• WRITTEN EXERCISE
Pick up the article about Michele Lyford's exhibition round against a six-year-old Tiger Woods and continue it from its last sentence.

MICHELE LYFORD, TWICE AS OLD AS TIGER WOODS: ‘HE WAS HALF MY SIZE’

A Redlands Connection is a concoction of sports memories emanating from a city that once numbered less than 20,000 people. From the Super Bowl to the World Series, from the World Cup to golf’s U.S. Open and the Olympics, plus NCAA Final Four connections, NASCAR, the Kentucky Derby and Indianapolis 500, Tour de France cycling, major tennis, NBA and a little NHL, aquatics and quite a bit more, the sparkling little city that sits between Los Angeles and Palm Springs on Interstate 10 has an impressive share of sports connections. There was a female golfer from Redlands who took on that sport’s greatest player on his little ride along I-10 as a 6-year-old. – Obrey Brown

Tiger Woods
Tiger Woods, long after the day when he played in a golf exhibition at Redlands Country Club, a 6-year-old on his way to a prominent career in the sport. He played against Redlands’ Michele Lyford, shooting 51 to her round of 43.

• EXTRACTED RECORDS
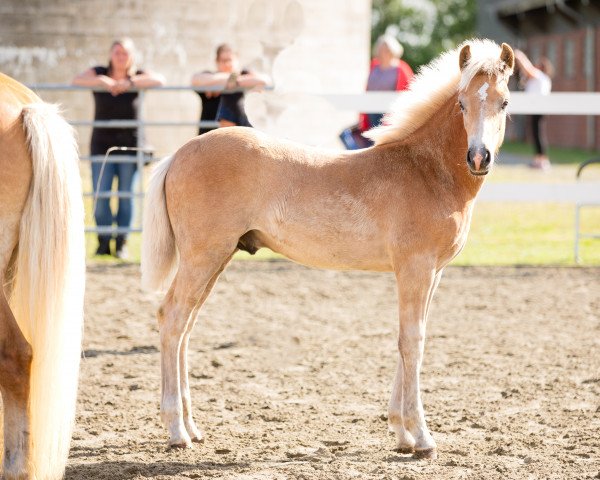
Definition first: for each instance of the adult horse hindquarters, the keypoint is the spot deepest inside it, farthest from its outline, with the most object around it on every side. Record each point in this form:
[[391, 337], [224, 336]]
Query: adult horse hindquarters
[[403, 205], [42, 272]]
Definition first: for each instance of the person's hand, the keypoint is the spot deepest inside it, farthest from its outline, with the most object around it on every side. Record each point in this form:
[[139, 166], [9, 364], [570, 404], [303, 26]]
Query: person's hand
[[121, 86], [106, 82], [519, 55]]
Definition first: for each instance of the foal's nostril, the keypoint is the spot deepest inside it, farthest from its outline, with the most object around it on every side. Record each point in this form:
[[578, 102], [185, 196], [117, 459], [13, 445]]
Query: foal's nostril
[[486, 158]]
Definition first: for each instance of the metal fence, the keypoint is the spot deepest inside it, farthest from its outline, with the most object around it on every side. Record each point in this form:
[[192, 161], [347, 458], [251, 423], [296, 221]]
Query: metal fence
[[143, 155]]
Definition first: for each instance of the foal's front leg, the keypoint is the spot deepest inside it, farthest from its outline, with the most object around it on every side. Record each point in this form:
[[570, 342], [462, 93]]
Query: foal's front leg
[[416, 284]]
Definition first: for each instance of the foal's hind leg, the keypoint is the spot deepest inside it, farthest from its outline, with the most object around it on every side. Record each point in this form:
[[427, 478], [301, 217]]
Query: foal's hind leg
[[174, 317], [15, 365], [188, 420]]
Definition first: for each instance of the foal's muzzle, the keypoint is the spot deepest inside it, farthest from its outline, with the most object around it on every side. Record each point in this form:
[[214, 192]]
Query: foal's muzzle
[[478, 160]]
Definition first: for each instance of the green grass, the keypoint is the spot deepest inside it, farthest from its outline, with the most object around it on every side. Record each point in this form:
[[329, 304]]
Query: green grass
[[557, 155], [529, 234]]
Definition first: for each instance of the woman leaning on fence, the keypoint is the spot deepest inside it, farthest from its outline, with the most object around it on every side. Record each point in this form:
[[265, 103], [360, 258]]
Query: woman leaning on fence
[[115, 101]]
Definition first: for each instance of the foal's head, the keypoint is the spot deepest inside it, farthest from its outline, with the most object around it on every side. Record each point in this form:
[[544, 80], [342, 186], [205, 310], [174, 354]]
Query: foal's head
[[483, 97]]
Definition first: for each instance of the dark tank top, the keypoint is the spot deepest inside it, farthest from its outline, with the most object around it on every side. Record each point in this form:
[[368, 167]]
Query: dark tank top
[[119, 107]]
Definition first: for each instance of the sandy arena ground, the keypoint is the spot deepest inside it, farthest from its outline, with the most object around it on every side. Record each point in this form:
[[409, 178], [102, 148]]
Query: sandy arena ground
[[291, 371]]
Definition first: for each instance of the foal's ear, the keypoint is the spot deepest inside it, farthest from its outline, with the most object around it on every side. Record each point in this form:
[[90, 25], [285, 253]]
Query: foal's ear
[[507, 56], [464, 56]]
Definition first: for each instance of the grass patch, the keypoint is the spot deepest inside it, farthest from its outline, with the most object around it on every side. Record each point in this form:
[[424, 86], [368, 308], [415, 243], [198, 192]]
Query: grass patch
[[557, 155], [529, 234]]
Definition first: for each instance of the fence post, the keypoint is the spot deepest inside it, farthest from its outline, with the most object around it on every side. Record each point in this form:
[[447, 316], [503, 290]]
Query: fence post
[[140, 153]]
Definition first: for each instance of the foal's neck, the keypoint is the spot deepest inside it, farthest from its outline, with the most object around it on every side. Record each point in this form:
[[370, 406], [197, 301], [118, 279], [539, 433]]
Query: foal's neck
[[444, 138]]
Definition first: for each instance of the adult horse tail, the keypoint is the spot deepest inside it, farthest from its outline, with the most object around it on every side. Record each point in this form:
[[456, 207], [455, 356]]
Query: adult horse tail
[[48, 286], [159, 252]]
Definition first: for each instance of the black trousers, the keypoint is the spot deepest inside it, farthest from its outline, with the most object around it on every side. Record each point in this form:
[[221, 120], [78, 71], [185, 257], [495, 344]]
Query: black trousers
[[538, 126]]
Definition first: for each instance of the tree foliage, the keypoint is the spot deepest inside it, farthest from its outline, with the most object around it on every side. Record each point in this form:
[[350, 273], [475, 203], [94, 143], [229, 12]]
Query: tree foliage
[[425, 28]]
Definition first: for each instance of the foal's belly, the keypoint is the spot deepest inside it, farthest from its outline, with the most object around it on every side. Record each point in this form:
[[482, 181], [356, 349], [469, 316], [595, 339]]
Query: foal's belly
[[327, 246]]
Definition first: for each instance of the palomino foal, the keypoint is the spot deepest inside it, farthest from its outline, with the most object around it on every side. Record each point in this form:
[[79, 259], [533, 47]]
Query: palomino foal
[[403, 205]]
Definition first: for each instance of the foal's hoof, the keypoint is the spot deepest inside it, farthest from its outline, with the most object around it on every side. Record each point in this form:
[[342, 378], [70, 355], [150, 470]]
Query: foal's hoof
[[425, 454], [405, 450], [179, 445]]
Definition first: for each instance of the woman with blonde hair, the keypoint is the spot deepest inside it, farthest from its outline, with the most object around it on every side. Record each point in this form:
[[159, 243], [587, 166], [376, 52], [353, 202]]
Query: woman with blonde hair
[[116, 99]]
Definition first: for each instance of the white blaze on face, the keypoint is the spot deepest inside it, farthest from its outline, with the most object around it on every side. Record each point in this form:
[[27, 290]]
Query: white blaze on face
[[482, 92]]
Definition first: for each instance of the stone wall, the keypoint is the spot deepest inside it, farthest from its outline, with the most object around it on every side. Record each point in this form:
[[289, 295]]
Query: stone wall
[[307, 46]]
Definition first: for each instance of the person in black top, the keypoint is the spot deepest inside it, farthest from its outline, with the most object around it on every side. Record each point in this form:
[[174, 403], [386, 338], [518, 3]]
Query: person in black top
[[226, 108], [115, 102]]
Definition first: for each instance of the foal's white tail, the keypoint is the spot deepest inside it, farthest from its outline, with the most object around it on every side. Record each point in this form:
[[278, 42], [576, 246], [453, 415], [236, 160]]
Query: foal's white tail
[[47, 294], [159, 252]]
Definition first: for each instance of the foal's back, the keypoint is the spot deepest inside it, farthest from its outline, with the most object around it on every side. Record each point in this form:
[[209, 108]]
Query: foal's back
[[15, 163], [237, 187]]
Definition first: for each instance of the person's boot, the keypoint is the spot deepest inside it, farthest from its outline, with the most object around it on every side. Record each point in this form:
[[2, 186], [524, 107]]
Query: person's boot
[[103, 245], [121, 248]]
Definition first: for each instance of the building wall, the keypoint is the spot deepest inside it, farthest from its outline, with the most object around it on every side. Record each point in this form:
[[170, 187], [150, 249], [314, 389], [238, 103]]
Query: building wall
[[567, 51], [307, 46], [551, 34]]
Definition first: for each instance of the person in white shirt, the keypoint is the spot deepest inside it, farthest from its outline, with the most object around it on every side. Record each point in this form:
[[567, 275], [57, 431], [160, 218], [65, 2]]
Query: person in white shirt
[[537, 81]]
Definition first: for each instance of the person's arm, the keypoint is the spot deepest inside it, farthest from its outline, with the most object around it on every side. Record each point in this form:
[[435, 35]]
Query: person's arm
[[252, 80], [90, 78], [525, 64], [208, 79], [147, 80]]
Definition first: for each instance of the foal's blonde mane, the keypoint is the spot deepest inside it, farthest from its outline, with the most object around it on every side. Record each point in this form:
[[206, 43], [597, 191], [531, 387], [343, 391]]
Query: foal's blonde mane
[[434, 85]]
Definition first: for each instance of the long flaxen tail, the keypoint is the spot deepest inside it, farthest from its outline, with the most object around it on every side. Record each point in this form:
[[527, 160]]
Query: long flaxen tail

• ANSWER TO THE TASK
CORTE MADERA, Calif. — Michele Lyford-Sine, who lives in a quiet neighborhood in this smallish community a half-hour’s drive north of San Francisco, remembers running into PGA golf professional Dave Stockton in New York a few years back.

Stockton, who was playing the Westchester Open, stayed with Lyford-Sine and her family in that 1999-2001 era.

“When we lived there,” said Lyford-Sine, originally from Redlands, “he’d come stay with us when he played in that tournament.”

Stockton, now a Redlands resident, mentioned to Tiger Woods, said Lyford-Sine, telling the five-time Masters champion, “I’m sleeping at the house of the only girl that’s ever beaten you.”

That remark might have caught the 15-time major champion by surprise way back on Dec. 29, 1981.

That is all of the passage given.